**設定課題**
a - 文書抜粋について次の問いに答えてください。
(i) 日付はどう記されていますか。
(ii) 第一課の題は何ですか。
(iii) 「夫婦」はどうするよう述べられていますか。
b - 演習入力の各行で「sunglasses on head」を「baseball cap」に置き換え、ほかはそのままにしてすべての行を書き直してください。

**文書抜粋**

>>>

朕惟フニ我カ皇祖皇宗國ヲ肇ムルコト宏遠ニ德ヲ樹ツルコト深厚ナリ
我カ臣民克ク忠ニ克ク孝ニ億兆心ヲ一ニシテ世世厥ノ美ヲ濟セルハ此
レ我カ國體ノ精華ニシテ教育ノ淵源亦實ニ此ニ存ス爾臣民父母ニ孝ニ
兄弟ニ友ニ夫婦相和シ朋友相信シ恭儉己レヲ持シ博愛衆ニ及ホシ學ヲ
修メ業ヲ習ヒ以テ智能ヲ啓發シ德器ヲ成就シ進テ公益ヲ廣メ世務ヲ開
キ常ニ國憲ヲ重シ國法ニ遵ヒ一旦緩急アレハ義勇公ニ奉シ以テ天壤無
窮ノ皇運ヲ扶翼スヘシ是ノ如キハ獨リ朕カ忠良ノ臣民タルノミナラス
又以テ爾祖先ノ遺風ヲ顯彰スルニ足ラン
斯ノ道ハ實ニ我カ皇祖皇宗ノ遺訓ニシテ子孫臣民ノ倶ニ遵守スヘキ所
之ヲ古今ニ通シテ謬ラス之ヲ中外ニ施シテ悖ラス朕爾臣民ト倶ニ拳々
服膺シテ咸其德ヲ一ニセンコトヲ庶幾フ

 

明治二十三年十月三十日

御名御璽

 

第一課 日の丸のはた

 日の丸のはたは、わが國の、はたじるしで、あります。

<<<

**演習入力**
>>>

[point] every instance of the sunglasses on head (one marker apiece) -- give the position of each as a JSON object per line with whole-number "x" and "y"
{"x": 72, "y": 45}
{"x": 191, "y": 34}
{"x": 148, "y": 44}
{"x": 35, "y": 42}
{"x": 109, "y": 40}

<<<

**想定出力**
a -
(i) 明治二十三年十月三十日
(ii) 日の丸のはた
(iii) 相和シ

b -
[point] every instance of the baseball cap (one marker apiece) -- give the position of each as a JSON object per line with whole-number "x" and "y"
{"x": 72, "y": 45}
{"x": 191, "y": 34}
{"x": 148, "y": 44}
{"x": 35, "y": 42}
{"x": 109, "y": 40}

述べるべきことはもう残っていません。